#### Work instruction
Set down exactly the lines below between the line holding "Target: white flower" and the line holding "Where can you find the sunlit", inclusive; no other line belongs in the answer.

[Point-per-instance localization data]
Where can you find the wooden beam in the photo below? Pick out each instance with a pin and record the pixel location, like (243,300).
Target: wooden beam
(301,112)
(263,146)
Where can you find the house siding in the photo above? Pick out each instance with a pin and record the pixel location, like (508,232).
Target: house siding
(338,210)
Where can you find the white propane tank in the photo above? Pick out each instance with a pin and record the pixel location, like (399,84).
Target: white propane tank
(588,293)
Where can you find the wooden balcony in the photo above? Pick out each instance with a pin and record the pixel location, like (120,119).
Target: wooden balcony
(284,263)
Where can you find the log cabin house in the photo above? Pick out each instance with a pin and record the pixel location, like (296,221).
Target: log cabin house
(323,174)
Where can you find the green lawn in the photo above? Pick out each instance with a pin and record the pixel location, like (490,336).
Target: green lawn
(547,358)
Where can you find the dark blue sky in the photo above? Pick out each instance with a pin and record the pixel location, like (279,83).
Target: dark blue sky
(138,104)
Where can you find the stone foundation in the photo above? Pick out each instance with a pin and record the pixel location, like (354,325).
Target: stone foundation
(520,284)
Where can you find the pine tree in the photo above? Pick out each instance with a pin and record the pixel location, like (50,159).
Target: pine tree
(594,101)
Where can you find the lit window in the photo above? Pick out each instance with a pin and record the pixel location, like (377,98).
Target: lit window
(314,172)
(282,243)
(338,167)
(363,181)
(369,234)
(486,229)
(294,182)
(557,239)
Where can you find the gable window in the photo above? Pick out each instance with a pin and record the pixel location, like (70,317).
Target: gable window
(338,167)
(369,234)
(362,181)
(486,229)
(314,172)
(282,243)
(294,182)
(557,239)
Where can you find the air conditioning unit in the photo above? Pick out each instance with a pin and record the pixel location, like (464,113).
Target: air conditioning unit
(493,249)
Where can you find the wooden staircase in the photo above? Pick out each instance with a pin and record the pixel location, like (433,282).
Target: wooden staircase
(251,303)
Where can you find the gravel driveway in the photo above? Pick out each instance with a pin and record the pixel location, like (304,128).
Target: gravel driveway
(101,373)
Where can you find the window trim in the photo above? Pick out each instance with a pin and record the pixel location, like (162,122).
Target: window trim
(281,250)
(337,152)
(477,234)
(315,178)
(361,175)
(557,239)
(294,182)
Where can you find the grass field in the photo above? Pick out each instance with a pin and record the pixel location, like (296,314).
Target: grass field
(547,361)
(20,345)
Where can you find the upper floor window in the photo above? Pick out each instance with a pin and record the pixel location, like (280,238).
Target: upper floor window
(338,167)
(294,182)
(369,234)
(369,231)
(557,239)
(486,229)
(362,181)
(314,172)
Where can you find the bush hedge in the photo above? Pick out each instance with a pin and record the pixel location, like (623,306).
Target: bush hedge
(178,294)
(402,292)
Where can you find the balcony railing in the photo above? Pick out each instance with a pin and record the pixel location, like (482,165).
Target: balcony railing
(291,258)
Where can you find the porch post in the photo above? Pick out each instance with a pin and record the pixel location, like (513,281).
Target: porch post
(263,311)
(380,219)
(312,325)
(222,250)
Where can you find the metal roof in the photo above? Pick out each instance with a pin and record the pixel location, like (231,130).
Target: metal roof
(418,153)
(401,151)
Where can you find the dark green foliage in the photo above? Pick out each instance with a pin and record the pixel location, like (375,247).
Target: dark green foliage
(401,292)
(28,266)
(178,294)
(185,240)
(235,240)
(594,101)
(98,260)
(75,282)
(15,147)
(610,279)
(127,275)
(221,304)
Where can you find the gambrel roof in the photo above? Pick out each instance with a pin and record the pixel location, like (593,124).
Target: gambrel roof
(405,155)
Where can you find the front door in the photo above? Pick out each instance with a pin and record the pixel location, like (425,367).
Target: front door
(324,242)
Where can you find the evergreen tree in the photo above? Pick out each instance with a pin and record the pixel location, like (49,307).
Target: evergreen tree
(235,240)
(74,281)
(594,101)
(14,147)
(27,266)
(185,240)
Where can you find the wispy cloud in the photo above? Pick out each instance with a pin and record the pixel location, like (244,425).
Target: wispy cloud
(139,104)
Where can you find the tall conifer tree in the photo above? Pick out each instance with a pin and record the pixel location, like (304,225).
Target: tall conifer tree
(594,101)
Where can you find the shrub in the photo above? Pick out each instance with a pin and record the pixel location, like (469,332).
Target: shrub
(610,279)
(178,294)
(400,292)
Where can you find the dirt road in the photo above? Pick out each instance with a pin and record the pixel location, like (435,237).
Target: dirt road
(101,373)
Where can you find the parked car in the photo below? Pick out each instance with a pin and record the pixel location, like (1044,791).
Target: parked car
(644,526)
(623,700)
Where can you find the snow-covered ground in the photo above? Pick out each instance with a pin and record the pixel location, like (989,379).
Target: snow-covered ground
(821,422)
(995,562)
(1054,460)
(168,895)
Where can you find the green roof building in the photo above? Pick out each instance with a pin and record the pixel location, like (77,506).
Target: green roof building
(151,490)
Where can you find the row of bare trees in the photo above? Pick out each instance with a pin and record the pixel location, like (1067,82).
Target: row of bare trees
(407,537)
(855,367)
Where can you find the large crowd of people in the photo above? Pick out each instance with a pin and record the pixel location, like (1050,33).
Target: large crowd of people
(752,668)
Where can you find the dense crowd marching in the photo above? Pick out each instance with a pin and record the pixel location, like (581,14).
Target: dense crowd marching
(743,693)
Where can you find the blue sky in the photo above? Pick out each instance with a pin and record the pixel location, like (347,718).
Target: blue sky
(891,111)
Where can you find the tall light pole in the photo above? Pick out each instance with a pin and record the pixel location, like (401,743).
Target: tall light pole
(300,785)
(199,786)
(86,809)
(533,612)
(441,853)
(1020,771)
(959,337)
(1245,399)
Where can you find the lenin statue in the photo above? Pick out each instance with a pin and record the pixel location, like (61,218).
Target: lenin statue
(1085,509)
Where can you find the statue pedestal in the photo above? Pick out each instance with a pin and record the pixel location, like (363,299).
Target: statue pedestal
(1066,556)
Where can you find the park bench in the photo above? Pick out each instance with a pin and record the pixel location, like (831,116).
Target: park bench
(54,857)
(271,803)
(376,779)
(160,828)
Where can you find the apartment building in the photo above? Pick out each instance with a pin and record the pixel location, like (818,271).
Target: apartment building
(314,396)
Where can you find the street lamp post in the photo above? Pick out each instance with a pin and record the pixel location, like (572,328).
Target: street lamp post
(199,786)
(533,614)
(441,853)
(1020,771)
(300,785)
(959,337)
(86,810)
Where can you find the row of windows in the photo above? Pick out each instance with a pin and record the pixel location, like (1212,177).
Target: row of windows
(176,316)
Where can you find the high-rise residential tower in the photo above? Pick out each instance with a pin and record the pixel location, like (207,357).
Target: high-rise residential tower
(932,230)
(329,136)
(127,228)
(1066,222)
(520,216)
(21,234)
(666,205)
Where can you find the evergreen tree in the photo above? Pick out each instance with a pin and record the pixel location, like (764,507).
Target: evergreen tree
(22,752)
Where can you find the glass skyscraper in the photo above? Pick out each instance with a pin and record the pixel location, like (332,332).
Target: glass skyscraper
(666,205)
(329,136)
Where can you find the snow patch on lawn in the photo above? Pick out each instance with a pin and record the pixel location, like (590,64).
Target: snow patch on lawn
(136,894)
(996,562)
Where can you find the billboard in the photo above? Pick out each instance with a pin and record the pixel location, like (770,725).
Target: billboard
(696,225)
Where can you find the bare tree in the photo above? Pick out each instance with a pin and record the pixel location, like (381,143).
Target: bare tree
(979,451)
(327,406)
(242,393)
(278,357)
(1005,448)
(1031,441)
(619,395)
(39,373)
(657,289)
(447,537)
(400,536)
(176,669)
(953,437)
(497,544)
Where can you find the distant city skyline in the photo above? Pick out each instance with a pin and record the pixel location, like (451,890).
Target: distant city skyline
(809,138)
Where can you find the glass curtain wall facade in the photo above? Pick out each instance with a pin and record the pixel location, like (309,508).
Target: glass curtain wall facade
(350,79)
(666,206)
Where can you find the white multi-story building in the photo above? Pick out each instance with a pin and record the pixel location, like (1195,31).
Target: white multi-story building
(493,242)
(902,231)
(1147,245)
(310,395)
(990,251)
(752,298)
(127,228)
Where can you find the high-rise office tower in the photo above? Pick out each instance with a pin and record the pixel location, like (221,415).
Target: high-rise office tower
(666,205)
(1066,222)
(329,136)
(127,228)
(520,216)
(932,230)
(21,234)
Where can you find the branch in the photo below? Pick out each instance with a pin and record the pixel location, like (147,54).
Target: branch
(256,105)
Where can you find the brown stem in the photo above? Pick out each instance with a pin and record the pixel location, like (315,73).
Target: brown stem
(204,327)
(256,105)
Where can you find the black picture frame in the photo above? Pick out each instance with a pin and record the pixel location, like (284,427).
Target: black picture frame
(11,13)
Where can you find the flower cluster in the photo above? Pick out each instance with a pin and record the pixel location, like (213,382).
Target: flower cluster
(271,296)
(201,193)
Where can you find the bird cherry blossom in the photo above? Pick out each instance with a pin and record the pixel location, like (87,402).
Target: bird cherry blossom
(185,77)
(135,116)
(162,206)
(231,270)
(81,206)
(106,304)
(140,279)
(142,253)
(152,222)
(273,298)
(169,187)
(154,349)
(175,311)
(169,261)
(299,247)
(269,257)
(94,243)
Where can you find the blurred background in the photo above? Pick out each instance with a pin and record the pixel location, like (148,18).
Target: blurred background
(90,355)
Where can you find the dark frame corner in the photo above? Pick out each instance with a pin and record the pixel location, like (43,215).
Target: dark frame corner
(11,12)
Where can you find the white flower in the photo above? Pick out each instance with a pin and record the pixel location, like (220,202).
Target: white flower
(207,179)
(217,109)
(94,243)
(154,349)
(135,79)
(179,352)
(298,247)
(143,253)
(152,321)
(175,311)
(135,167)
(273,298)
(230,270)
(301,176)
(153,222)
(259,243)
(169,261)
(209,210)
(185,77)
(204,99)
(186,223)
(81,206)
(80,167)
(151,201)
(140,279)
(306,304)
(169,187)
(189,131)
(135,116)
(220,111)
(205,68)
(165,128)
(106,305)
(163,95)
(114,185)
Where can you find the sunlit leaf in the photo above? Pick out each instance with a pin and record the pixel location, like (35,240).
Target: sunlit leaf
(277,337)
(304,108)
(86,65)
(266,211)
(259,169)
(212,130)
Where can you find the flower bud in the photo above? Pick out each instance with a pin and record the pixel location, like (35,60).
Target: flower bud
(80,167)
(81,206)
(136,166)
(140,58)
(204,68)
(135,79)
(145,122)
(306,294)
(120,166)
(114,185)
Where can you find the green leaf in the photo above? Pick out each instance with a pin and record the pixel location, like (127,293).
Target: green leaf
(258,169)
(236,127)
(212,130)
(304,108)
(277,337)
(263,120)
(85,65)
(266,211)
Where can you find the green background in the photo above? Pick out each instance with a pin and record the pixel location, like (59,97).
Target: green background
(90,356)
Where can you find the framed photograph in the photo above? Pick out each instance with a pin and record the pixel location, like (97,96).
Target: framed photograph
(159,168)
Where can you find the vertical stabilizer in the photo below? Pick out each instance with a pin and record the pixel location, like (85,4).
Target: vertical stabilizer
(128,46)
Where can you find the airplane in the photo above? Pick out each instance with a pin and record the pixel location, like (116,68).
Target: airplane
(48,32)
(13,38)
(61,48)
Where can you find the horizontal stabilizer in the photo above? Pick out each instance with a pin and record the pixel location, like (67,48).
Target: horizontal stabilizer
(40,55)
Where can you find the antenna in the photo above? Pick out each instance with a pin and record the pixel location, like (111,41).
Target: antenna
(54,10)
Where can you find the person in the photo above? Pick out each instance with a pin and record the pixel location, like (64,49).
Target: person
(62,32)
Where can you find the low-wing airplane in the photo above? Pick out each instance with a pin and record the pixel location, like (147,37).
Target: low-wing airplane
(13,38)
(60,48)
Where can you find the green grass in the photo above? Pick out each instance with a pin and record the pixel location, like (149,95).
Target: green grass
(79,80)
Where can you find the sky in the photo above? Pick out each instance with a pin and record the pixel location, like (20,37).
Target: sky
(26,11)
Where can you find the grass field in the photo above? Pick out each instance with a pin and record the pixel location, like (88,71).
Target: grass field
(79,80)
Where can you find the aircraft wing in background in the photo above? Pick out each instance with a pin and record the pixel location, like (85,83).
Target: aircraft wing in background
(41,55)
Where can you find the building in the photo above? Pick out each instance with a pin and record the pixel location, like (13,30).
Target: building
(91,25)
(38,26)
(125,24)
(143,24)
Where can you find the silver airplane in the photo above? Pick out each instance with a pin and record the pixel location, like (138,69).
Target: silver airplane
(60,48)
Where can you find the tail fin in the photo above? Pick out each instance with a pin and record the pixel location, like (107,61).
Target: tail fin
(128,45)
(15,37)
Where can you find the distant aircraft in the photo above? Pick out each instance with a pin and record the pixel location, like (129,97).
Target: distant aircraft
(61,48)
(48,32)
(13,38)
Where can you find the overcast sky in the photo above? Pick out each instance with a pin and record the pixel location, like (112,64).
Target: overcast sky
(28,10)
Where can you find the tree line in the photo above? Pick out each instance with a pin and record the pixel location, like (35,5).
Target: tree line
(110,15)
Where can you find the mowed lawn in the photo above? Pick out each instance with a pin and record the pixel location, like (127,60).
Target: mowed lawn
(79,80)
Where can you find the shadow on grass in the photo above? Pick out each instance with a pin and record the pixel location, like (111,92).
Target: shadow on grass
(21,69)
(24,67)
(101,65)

#### Your response
Target: white flower
(207,179)
(217,109)
(94,243)
(154,349)
(135,79)
(179,352)
(298,247)
(143,253)
(152,321)
(175,311)
(135,167)
(273,298)
(230,270)
(301,176)
(153,222)
(259,243)
(169,261)
(209,210)
(185,77)
(204,99)
(186,223)
(81,206)
(80,167)
(151,201)
(140,279)
(306,304)
(169,187)
(189,131)
(135,116)
(220,111)
(205,68)
(165,128)
(106,305)
(163,95)
(114,185)
Where can you find the sunlit leaf in the photo above? Pick out each instance with a pin and record the pixel location, like (35,240).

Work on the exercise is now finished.